Aim of the task: Give the number of lines in the material below that hold "negative", and nothing besides.
☆ ☆ ☆ ☆ ☆
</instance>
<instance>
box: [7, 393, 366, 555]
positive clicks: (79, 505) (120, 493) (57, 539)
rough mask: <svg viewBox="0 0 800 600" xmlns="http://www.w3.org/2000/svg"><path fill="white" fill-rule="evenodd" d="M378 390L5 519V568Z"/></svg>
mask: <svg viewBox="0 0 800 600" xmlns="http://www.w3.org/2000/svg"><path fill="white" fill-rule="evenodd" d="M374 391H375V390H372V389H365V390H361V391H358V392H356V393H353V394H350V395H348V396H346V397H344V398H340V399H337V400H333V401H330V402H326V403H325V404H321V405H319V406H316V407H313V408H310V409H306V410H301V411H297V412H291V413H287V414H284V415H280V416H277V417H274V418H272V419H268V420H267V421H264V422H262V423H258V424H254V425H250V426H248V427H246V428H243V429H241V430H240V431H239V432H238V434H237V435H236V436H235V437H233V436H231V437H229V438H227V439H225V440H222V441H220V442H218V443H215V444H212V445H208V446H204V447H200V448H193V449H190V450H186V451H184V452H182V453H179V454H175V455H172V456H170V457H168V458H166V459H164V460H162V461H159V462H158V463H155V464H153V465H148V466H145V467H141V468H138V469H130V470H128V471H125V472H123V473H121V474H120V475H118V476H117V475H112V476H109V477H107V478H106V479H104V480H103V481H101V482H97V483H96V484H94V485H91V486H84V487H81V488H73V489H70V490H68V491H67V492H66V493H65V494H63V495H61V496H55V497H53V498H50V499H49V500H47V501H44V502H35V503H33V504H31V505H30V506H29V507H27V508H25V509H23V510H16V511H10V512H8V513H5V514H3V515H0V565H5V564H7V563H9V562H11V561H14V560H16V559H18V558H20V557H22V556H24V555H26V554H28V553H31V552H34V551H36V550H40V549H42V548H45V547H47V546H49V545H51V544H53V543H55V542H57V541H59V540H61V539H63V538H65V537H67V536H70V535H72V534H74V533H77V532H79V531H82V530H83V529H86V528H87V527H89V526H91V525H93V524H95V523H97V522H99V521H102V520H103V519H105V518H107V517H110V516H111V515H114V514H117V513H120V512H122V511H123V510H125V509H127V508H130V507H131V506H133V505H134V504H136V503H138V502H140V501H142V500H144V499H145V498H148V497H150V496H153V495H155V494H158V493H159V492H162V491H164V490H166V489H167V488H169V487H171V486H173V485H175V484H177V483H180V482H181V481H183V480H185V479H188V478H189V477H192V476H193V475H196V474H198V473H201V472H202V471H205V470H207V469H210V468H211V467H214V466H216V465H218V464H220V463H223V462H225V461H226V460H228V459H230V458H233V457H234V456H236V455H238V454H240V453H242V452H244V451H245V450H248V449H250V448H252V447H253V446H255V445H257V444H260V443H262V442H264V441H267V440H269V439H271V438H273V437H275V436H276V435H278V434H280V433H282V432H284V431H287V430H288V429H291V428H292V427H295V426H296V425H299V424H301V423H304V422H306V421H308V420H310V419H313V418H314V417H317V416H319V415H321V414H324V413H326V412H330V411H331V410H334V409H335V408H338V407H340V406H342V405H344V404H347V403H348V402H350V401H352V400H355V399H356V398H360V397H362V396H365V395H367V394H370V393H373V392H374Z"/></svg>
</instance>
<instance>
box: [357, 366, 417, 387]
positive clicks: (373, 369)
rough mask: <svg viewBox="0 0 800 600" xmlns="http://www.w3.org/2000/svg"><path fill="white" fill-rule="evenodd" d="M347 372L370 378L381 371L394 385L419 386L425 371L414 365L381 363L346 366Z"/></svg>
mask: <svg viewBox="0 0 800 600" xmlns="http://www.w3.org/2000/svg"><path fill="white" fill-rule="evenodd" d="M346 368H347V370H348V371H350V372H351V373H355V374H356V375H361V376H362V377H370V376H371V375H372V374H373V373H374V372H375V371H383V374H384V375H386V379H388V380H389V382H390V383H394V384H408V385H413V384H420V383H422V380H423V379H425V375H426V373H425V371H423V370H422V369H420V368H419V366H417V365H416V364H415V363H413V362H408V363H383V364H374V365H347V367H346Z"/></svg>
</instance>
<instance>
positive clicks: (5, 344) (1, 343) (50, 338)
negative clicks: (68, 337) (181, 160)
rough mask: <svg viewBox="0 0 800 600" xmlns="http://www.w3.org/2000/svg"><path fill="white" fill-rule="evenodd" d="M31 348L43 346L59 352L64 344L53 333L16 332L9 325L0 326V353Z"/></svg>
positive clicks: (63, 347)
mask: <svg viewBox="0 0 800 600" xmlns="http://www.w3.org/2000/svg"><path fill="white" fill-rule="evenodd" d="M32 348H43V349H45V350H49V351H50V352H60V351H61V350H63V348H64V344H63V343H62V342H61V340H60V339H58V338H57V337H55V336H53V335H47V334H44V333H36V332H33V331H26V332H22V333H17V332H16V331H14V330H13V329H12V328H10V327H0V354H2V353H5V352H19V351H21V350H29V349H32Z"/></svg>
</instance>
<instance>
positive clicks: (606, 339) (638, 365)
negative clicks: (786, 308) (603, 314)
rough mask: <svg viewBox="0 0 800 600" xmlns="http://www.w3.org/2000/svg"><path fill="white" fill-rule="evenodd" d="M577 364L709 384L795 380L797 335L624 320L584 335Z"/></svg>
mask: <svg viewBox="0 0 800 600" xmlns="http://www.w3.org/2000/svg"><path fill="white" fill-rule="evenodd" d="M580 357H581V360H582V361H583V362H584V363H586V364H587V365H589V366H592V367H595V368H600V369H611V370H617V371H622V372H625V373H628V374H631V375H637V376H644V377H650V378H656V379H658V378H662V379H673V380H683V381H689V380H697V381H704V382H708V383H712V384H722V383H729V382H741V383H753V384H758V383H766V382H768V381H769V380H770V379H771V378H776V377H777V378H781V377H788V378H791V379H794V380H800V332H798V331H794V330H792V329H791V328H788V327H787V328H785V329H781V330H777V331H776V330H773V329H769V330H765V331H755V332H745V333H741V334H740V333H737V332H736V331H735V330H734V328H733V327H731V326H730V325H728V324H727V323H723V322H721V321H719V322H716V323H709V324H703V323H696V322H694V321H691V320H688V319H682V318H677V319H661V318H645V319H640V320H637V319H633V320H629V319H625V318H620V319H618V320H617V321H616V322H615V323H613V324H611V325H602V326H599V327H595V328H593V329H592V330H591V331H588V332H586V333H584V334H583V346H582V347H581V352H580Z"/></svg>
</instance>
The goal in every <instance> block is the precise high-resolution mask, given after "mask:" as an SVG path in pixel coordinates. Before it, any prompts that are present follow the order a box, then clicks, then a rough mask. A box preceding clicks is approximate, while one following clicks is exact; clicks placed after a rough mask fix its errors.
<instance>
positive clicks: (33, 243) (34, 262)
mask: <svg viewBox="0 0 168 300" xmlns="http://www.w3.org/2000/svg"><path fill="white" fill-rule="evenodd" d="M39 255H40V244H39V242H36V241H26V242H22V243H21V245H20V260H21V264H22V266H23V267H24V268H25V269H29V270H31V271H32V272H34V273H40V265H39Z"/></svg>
☆ ☆ ☆ ☆ ☆
Exercise output: 2